§ Work to be completed
Please swap "even-odd rule" for "parity rule" wherever it occurs in the data below. Reproduce all the data with nothing else changed.

§ Dataset entries
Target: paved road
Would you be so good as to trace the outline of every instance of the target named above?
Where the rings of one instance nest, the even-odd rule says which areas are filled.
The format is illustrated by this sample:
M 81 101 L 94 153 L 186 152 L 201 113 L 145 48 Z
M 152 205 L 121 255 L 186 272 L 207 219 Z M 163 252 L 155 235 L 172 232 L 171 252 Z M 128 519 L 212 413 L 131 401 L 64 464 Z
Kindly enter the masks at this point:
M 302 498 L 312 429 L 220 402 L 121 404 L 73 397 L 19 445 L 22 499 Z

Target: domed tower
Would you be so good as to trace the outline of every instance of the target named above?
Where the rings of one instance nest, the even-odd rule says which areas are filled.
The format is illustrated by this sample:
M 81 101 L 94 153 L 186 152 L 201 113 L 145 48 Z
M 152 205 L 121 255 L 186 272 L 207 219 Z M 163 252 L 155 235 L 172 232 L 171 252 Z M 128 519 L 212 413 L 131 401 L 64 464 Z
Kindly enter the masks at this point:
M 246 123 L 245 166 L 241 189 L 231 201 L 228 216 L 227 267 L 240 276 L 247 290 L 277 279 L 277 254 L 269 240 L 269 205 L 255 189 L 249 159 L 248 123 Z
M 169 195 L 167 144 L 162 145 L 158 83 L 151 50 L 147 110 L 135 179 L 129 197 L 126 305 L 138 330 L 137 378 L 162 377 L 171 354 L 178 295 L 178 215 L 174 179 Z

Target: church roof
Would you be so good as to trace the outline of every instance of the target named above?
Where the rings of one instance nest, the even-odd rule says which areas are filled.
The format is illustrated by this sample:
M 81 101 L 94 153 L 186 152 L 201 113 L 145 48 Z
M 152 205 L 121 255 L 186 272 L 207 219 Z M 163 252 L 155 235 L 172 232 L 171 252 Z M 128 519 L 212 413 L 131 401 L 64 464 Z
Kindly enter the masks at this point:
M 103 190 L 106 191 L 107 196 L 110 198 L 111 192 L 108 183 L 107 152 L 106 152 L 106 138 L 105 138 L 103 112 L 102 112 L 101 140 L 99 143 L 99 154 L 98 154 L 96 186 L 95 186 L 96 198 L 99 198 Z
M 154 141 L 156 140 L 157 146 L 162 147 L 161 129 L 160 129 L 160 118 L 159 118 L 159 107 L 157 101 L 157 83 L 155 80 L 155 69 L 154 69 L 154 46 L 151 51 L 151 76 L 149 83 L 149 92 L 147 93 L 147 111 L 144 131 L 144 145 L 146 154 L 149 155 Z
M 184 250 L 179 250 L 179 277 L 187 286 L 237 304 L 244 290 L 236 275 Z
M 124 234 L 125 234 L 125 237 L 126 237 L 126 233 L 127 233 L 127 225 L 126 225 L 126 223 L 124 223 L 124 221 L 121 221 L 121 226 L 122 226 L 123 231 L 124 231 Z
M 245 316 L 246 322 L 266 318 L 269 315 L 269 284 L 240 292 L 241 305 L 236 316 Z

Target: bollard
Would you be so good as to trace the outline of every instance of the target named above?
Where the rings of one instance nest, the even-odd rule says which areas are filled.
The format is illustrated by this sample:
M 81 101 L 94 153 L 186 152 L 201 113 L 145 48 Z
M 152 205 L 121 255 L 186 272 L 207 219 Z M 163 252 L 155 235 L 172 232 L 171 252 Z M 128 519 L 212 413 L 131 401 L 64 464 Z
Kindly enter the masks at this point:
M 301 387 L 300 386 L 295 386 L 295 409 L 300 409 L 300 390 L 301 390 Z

§ Written response
Target: paved road
Would you be so good as to trace the outline of every instance of the target named above?
Where the rings of one instance nest, the parity rule says which areas are filled.
The format is illustrated by this sample:
M 81 101 L 94 153 L 186 152 L 201 113 L 145 48 Z
M 152 205 L 121 255 L 186 272 L 207 219 Z M 163 252 L 155 235 L 172 232 L 171 252 Z M 128 519 L 212 413 L 131 401 L 64 464 Z
Kindly enter the masks at this point:
M 302 498 L 312 429 L 220 402 L 121 404 L 73 397 L 19 445 L 22 499 Z

Target: domed tower
Would you be so good as to trace the outline of every instance of the target named above?
Where the rings of one instance nest, the parity rule says which areas are filled.
The format is illustrated by this sample:
M 81 101 L 94 153 L 186 152 L 201 113 L 145 48 Z
M 152 205 L 121 255 L 186 272 L 207 219 Z M 163 252 L 155 235 L 172 232 L 171 252 Z M 128 519 L 212 413 L 131 401 L 64 464 Z
Kindly enter the masks at this point:
M 246 123 L 245 166 L 241 189 L 231 201 L 228 216 L 227 267 L 240 276 L 247 290 L 277 279 L 277 254 L 269 240 L 269 205 L 255 189 L 249 159 L 248 123 Z
M 169 195 L 167 144 L 162 145 L 158 83 L 151 50 L 147 110 L 135 179 L 129 197 L 126 305 L 138 330 L 137 378 L 162 377 L 171 354 L 178 295 L 178 215 L 174 179 Z

Target: church roof
Would you be so good as to trace the outline of every instance of the target named above?
Where the rings of one instance nest, the parity rule says which areas are filled.
The format is illustrated by this sample:
M 81 101 L 94 153 L 186 152 L 201 113 L 145 48 Z
M 152 205 L 121 255 L 186 272 L 207 219 Z M 163 252 L 155 235 L 172 232 L 171 252 Z M 128 519 L 212 413 L 131 401 L 64 464 Z
Kindly enter the masks at this point:
M 103 190 L 106 191 L 107 196 L 110 198 L 111 192 L 108 183 L 107 152 L 106 152 L 106 138 L 105 138 L 103 112 L 102 112 L 101 140 L 99 143 L 99 154 L 98 154 L 96 186 L 95 186 L 96 198 L 99 198 Z
M 154 141 L 156 140 L 157 146 L 162 147 L 161 129 L 160 129 L 160 118 L 159 118 L 159 107 L 157 101 L 157 83 L 155 80 L 155 69 L 154 69 L 154 46 L 151 51 L 151 76 L 149 83 L 149 92 L 147 93 L 147 111 L 144 131 L 144 145 L 146 154 L 149 155 Z
M 184 250 L 179 250 L 179 277 L 187 286 L 237 304 L 244 290 L 236 275 Z
M 124 234 L 125 234 L 125 237 L 126 237 L 126 233 L 127 233 L 127 225 L 126 225 L 126 223 L 124 223 L 124 221 L 121 221 L 121 226 L 122 226 L 123 231 L 124 231 Z
M 245 316 L 246 322 L 266 318 L 269 315 L 269 284 L 240 292 L 241 305 L 236 316 Z

Target: bollard
Would you be so good as to trace the outline of every instance of the target named above?
Where the rings of one instance nest, the parity rule says which areas are filled.
The format is illustrated by this sample:
M 81 101 L 94 153 L 186 152 L 201 113 L 145 48 Z
M 152 205 L 121 255 L 186 272 L 207 219 Z M 163 252 L 155 235 L 172 232 L 171 252 Z M 128 519 L 212 413 L 131 401 L 64 464 Z
Kindly enter the masks at this point:
M 301 387 L 300 386 L 295 386 L 295 409 L 300 409 L 300 390 L 301 390 Z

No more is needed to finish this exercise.